What the exercise asks - Reproduce all of the listing below without alteration.

>> start Recorded information

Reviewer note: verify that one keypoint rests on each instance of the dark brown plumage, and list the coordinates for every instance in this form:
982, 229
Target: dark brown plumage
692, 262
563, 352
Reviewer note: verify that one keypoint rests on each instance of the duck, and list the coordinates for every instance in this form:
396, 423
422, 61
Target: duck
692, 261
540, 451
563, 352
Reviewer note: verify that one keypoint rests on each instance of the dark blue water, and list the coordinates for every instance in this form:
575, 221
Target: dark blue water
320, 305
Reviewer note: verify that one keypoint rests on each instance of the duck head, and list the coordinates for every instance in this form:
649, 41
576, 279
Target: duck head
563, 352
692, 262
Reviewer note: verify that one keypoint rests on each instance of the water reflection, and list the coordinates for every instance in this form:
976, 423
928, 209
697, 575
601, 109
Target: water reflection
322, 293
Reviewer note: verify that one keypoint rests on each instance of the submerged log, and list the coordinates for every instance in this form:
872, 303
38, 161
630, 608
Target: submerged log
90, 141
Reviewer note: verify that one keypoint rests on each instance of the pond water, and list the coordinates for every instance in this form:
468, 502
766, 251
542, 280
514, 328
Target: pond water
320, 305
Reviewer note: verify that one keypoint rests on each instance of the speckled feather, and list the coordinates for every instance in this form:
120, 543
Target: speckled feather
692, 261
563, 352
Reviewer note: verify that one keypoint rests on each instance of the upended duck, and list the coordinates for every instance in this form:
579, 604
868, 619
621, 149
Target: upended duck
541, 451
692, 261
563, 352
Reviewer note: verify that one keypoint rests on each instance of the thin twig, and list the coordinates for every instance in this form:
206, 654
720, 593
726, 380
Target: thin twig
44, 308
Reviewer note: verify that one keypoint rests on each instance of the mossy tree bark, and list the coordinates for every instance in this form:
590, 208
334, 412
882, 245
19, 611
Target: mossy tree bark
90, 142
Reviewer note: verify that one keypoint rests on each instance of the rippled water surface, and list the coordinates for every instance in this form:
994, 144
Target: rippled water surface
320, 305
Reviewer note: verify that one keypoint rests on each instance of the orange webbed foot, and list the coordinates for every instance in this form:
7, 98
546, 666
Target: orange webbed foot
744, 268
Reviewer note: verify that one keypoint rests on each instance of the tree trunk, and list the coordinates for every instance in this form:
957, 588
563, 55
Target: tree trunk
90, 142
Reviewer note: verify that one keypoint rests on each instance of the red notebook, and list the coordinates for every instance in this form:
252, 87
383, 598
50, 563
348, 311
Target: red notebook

>> end Recorded information

Written solution -
Reviewer note: verify that one keypoint rests on each instance of the dark brown plumage, and list the coordinates for every instance in this form:
982, 229
Target: dark brown plumage
692, 262
563, 352
Reviewer note: verify that one keypoint rests on each instance of the duck, and list the coordinates for every instance in this form:
396, 423
422, 61
Target: duck
692, 261
540, 451
563, 352
Reviewer note: verify that one keypoint rests on each instance of the dark blue water, and list the coordinates for every instance in this form:
575, 221
Target: dark blue water
320, 305
Reviewer note: verify that one keypoint rests on each instance of the duck head, and list the coordinates for every instance in this form:
649, 41
576, 279
Target: duck head
563, 352
692, 262
Reviewer note: verify that one keypoint rests on each instance of the water reflection, and list the coordinates for every instance in this form:
976, 423
928, 209
697, 575
601, 109
Target: water reflection
322, 293
Reviewer note: verify that one keypoint rests on each instance of the submerged log, and list the coordinates for every instance in this form:
872, 303
38, 161
630, 608
Target: submerged log
90, 141
Reviewer note: verify that one keypoint rests on each instance of the pond water, and list the coordinates for every instance in this form:
468, 502
766, 251
542, 280
514, 328
Target: pond water
320, 305
Reviewer note: verify that one keypoint rests on each instance of the speckled feather, and list the coordinates for every instance in this form:
120, 543
Target: speckled feather
692, 261
563, 352
Reviewer note: verify that one keypoint rests on each instance of the upended duck, and list the coordinates for every instance in this form:
579, 604
868, 619
621, 149
Target: upended duck
541, 451
692, 261
563, 352
Reviewer note: verify that one keypoint rests on each instance of the thin twig, and list the coordinates for every instance in this form:
206, 654
720, 593
726, 380
Target: thin twig
44, 308
Reviewer note: verify that one keypoint rests on each instance of the mossy tree bark, and list the coordinates for every instance in this form:
590, 208
334, 412
882, 245
19, 611
Target: mossy tree bark
90, 142
Reviewer note: verify that one keypoint rests on each instance of the rippled water surface, and list the coordinates for every instance in this form:
994, 144
Target: rippled water surface
320, 305
Reviewer note: verify that one keypoint rests on each instance of the orange webbed foot, and list the coordinates for every instance in this form:
7, 98
546, 666
Target: orange webbed foot
744, 268
Reviewer note: verify that one keypoint rests on each instance of the tree trunk, and list the coordinates for every instance in this form:
957, 588
563, 55
Target: tree trunk
90, 142
Reviewer note: verify that one keypoint rests on each instance of the red notebook, and list the coordinates for every instance in this form:
252, 87
383, 598
50, 563
348, 311
Target: red notebook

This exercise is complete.